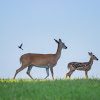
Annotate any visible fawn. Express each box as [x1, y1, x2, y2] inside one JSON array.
[[66, 52, 98, 79]]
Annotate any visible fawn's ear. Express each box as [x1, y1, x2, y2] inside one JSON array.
[[54, 39, 59, 44], [88, 52, 93, 56]]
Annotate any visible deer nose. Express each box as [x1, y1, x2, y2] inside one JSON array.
[[65, 46, 67, 49]]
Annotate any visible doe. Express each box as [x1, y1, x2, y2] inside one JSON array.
[[13, 39, 67, 79], [66, 52, 98, 79]]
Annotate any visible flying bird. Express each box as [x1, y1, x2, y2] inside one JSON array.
[[18, 43, 23, 50]]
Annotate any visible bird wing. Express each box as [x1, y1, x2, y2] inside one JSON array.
[[20, 43, 23, 47]]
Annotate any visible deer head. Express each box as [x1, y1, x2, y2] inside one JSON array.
[[88, 52, 99, 61], [54, 39, 67, 49]]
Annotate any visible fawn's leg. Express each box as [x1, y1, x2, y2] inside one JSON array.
[[66, 70, 75, 79], [85, 71, 88, 79]]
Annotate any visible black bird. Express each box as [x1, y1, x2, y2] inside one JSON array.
[[18, 43, 23, 50]]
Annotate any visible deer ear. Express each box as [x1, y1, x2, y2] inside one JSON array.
[[88, 52, 92, 56], [54, 39, 59, 44], [59, 39, 62, 42]]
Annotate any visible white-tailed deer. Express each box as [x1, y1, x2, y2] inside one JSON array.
[[66, 52, 98, 79], [13, 39, 67, 79]]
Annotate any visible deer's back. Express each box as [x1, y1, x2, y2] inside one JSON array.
[[20, 53, 56, 66], [68, 62, 90, 70]]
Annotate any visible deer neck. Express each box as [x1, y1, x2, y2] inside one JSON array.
[[89, 56, 93, 67], [55, 45, 62, 60]]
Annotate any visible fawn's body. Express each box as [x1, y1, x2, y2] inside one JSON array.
[[66, 52, 98, 79]]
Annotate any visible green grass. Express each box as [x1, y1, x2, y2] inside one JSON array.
[[0, 79, 100, 100]]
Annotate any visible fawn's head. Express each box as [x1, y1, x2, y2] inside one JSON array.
[[88, 52, 99, 61], [54, 39, 67, 49]]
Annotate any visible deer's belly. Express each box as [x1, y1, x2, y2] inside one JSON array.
[[76, 67, 85, 70], [34, 65, 49, 68], [76, 66, 91, 71]]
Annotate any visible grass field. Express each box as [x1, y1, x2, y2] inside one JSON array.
[[0, 79, 100, 100]]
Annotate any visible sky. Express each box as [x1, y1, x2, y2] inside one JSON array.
[[0, 0, 100, 79]]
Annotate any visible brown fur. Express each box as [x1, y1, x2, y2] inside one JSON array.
[[13, 39, 67, 79]]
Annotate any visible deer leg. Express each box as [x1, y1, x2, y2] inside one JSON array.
[[13, 66, 25, 79], [69, 73, 72, 79], [69, 70, 75, 79], [26, 65, 34, 79], [66, 71, 71, 79], [85, 71, 88, 79], [50, 66, 54, 80], [66, 73, 68, 79], [44, 68, 49, 79], [66, 70, 75, 79]]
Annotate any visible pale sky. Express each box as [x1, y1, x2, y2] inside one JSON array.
[[0, 0, 100, 79]]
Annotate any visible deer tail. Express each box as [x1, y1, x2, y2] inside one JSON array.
[[20, 57, 22, 64]]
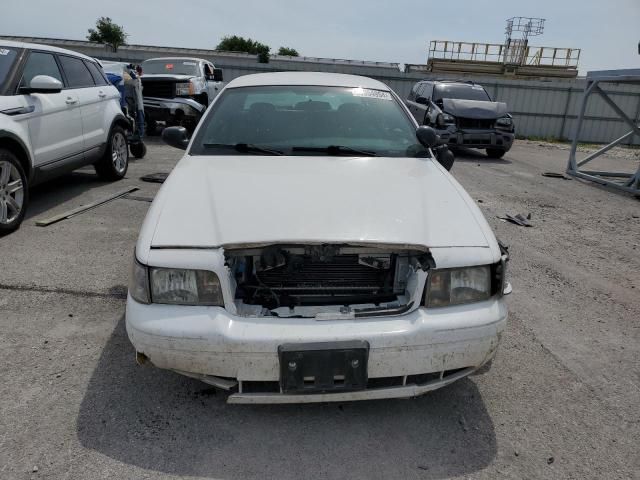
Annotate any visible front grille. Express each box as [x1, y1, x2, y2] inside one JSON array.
[[457, 117, 494, 129], [256, 254, 390, 297], [141, 80, 175, 99]]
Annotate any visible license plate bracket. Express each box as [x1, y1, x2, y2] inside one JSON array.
[[278, 341, 369, 393]]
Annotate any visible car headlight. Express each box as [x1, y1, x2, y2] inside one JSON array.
[[175, 82, 194, 96], [129, 257, 224, 306], [423, 265, 492, 308], [495, 116, 513, 129], [436, 113, 456, 127]]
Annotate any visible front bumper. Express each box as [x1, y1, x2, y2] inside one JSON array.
[[438, 128, 514, 151], [126, 295, 507, 403], [143, 96, 205, 125]]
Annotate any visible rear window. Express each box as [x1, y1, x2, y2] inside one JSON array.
[[433, 84, 491, 102], [0, 47, 20, 93]]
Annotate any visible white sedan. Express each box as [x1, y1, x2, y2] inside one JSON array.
[[126, 72, 510, 404]]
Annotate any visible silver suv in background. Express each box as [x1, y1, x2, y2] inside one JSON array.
[[140, 57, 224, 133], [0, 40, 129, 234], [406, 80, 515, 158]]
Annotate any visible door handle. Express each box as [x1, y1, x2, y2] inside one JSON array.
[[98, 91, 106, 98], [65, 97, 78, 105]]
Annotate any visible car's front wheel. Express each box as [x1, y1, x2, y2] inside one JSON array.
[[95, 125, 129, 180], [0, 149, 29, 235], [486, 148, 506, 159]]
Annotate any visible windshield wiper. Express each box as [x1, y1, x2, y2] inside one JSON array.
[[291, 145, 378, 157], [202, 143, 284, 155]]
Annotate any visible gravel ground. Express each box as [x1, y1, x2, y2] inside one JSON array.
[[0, 140, 638, 479]]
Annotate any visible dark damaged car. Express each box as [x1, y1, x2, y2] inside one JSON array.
[[406, 80, 515, 158]]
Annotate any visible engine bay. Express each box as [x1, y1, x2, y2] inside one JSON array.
[[224, 244, 434, 318]]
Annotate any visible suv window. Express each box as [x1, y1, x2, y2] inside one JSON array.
[[419, 83, 433, 100], [408, 82, 421, 101], [19, 51, 63, 89], [84, 60, 108, 86], [433, 83, 491, 102], [58, 55, 95, 88], [0, 46, 20, 93]]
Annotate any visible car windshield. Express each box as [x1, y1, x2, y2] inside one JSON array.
[[142, 59, 199, 76], [190, 85, 427, 157], [0, 46, 20, 93], [433, 84, 491, 102]]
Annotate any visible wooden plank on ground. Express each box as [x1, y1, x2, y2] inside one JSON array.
[[35, 186, 139, 227]]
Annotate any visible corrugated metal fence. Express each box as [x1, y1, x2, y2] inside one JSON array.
[[4, 36, 640, 145]]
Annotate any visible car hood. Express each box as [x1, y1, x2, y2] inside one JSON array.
[[141, 74, 195, 82], [142, 155, 492, 251], [443, 99, 508, 119]]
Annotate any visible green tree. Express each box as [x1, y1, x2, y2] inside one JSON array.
[[216, 35, 270, 63], [277, 47, 299, 57], [87, 17, 128, 52]]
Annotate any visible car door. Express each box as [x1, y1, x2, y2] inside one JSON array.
[[18, 51, 84, 167], [420, 82, 436, 125], [203, 62, 221, 105], [58, 55, 105, 153], [409, 83, 430, 124], [405, 82, 422, 122]]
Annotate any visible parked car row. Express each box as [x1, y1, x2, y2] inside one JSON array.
[[1, 40, 511, 405]]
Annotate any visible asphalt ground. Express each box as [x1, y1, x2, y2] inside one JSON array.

····················

Assigned task:
Please repeat every record above exactly, leaving the pictures out.

Task response:
Annotate any visible fawn. Express each box as [x1, y1, x2, y2] inside one JSON array.
[[66, 52, 98, 79]]
Annotate any visible fawn's ear. Express each box as [x1, y1, x2, y2] inside one JSON array.
[[54, 39, 59, 44], [88, 52, 93, 56]]
Annotate any visible deer nose. Express each box as [x1, y1, x2, y2] inside one JSON array.
[[65, 46, 67, 49]]
Annotate any visible doe. Express each box as [x1, y1, x2, y2] inside one JSON array.
[[13, 39, 67, 79], [66, 52, 98, 79]]
Annotate any visible flying bird. Express each box as [x1, y1, x2, y2] inside one JSON array.
[[18, 43, 23, 50]]
Annotate any visible bird wing. Express each box as [x1, y1, x2, y2] inside one JSON array.
[[20, 43, 23, 47]]
Annotate any visible deer head. Express each box as [x1, y1, x2, y2] inside one JSON array.
[[88, 52, 99, 61], [54, 39, 67, 49]]
Annotate any visible fawn's leg. Express each box as [x1, y1, x2, y2] inside one JSON array.
[[66, 70, 75, 79], [85, 71, 88, 79]]
Annotate any visible black bird. Express each box as [x1, y1, x2, y2] inside one JSON array.
[[18, 43, 23, 50]]
Annotate any visible deer ear. Express each box as [x1, y1, x2, y2] inside one JSON array.
[[88, 52, 92, 56], [54, 39, 59, 44], [59, 39, 62, 42]]
Annotate any visible white-tailed deer. Express each box as [x1, y1, x2, y2] inside one JSON array.
[[66, 52, 98, 79], [13, 39, 67, 79]]
Annotate any visible deer's back. Express each box as [x1, y1, x2, y2] inside one JSON array.
[[20, 53, 56, 66], [68, 62, 90, 70]]
Annotate any visible deer neck. Express each box as [x1, y1, x2, y2] inside one JSON array.
[[89, 56, 93, 67], [55, 45, 62, 60]]
Annotate any visible fawn's body. Express each box as [x1, y1, x2, y2] inside one JSON array.
[[66, 52, 98, 79]]
Annotate any visible green grass. Express each box as [x1, y1, x2, y2] inside one JSON array.
[[0, 79, 100, 100]]
Annotate any visible fawn's head. Express each box as [x1, y1, x2, y2] inside one JSON array.
[[88, 52, 99, 61], [54, 39, 67, 49]]
Annotate any visible deer's belly. Express each box as [x1, y1, x2, y2] inside one JSON array.
[[76, 67, 85, 70], [34, 65, 49, 68], [76, 66, 91, 71]]
Annotate any visible grass field. Express each box as [x1, y1, x2, y2] inside one JSON array.
[[0, 79, 100, 100]]
Annotate any visible sky. Express each box as [x1, y1, x2, y2] inside one JSON array.
[[0, 0, 100, 79]]
Annotate any visible brown fur. Express each box as [x1, y1, x2, y2] inside one JSON array.
[[13, 39, 67, 79]]
Annotate any visible deer leg. Express each box as [x1, y1, x2, y2] inside one JSON array.
[[13, 66, 25, 79], [69, 73, 72, 79], [69, 70, 75, 79], [26, 65, 34, 79], [66, 71, 71, 79], [85, 71, 88, 79], [50, 66, 54, 80], [66, 73, 68, 79], [44, 68, 49, 79], [66, 70, 75, 79]]
Annotate any visible pale sky. Express each box as [x1, y1, x2, y2] inside one JSON array.
[[0, 0, 100, 79]]
Annotate any visible deer tail. Express each box as [x1, y1, x2, y2] inside one JSON array.
[[20, 57, 22, 64]]
Annotate any visible front grille. Express each box as [x1, y1, x2, y2] inside one JSON array.
[[457, 117, 494, 129], [256, 254, 390, 297], [141, 80, 175, 99]]
Annotate any visible license plate bracket. Express each box as [x1, y1, x2, y2] inside one JSON array.
[[278, 341, 369, 393]]
Annotate any visible car headlight. Express each box as [x1, y1, x2, y2] inside one JSON array.
[[175, 82, 194, 96], [129, 257, 224, 306], [423, 265, 492, 308], [495, 116, 513, 129], [436, 113, 456, 127]]
Annotate any visible front bumper. Express each box as [x1, y1, x2, y2] inside one JSON array.
[[438, 128, 514, 151], [126, 295, 507, 403], [143, 96, 205, 125]]
Annotate any visible rear window. Express each box as [x1, y1, x2, y2] inside one JSON array.
[[433, 84, 491, 102], [0, 47, 20, 93]]
Annotate any visible white sedan. Express each box as [x1, y1, x2, y2] inside one JSON array.
[[126, 72, 510, 404]]
Annotate any visible silver suv in background. Express each box as [x1, y1, x2, y2] inside one JSON array.
[[140, 57, 224, 133], [0, 40, 129, 234], [406, 80, 515, 158]]
Annotate any visible door handle. Express each box as [x1, y1, x2, y2] inside one JSON array.
[[98, 91, 106, 98], [65, 97, 78, 105]]
Annotate any visible car's front wheel. Express each box as [x1, y1, x2, y2] inside one JSON array.
[[95, 125, 129, 180], [0, 149, 29, 235], [486, 148, 506, 159]]
Annotate any visible windshield wiper. Express each box as [x1, y1, x2, y2] inside one JSON array.
[[291, 145, 378, 157], [202, 143, 284, 155]]
Annotate any visible gravel ground. Express each box as [x1, y1, x2, y2] inside one JSON array.
[[0, 140, 638, 479]]
Annotate any visible dark damaged car. Express each box as [x1, y1, x2, y2] inside one JSON array.
[[406, 80, 515, 158]]
Annotate any visible engine bay. Express each box as [x1, y1, x2, y2] inside one JSON array.
[[224, 244, 434, 318]]
Annotate any visible suv window. Express each box as [x1, y1, x2, y2] inside one JSON array.
[[419, 83, 433, 100], [408, 82, 421, 101], [19, 51, 63, 89], [84, 60, 108, 86], [433, 83, 491, 102], [58, 55, 95, 88], [0, 46, 20, 93]]
Annotate any visible car windshield. Express each box as [x1, y1, x2, y2] inside one JSON array.
[[142, 59, 199, 76], [190, 85, 427, 157], [0, 46, 20, 93], [433, 84, 491, 102]]
Annotate any visible wooden plank on ground. Express each box as [x1, y1, x2, y2] inside one JSON array.
[[35, 186, 139, 227]]
Annotate any visible corrugated metal fence. Express each box as [x1, y1, x2, y2] inside one JSON array.
[[4, 36, 640, 145]]
Annotate any visible car hood. Express each box as [x1, y1, x2, y2] inside one JSON array.
[[141, 74, 195, 82], [142, 155, 492, 251], [443, 99, 508, 119]]
Annotate any visible green tree. Express each box as [x1, y1, x2, y2] inside one JSON array.
[[216, 35, 270, 63], [277, 47, 299, 57], [87, 17, 128, 52]]
Annotate any visible car door. Express each box as [x1, y1, x2, y2] inside one JSON array.
[[18, 51, 84, 167], [420, 82, 436, 125], [203, 62, 221, 105], [58, 55, 105, 153], [409, 83, 430, 124], [405, 82, 422, 122]]
Annotate any visible parked car row. Express each box as [x1, y1, x2, y2] inside one JSON array.
[[1, 40, 511, 405]]
Annotate any visible asphalt ground. Express each box as [x1, y1, x2, y2] inside one JSON array.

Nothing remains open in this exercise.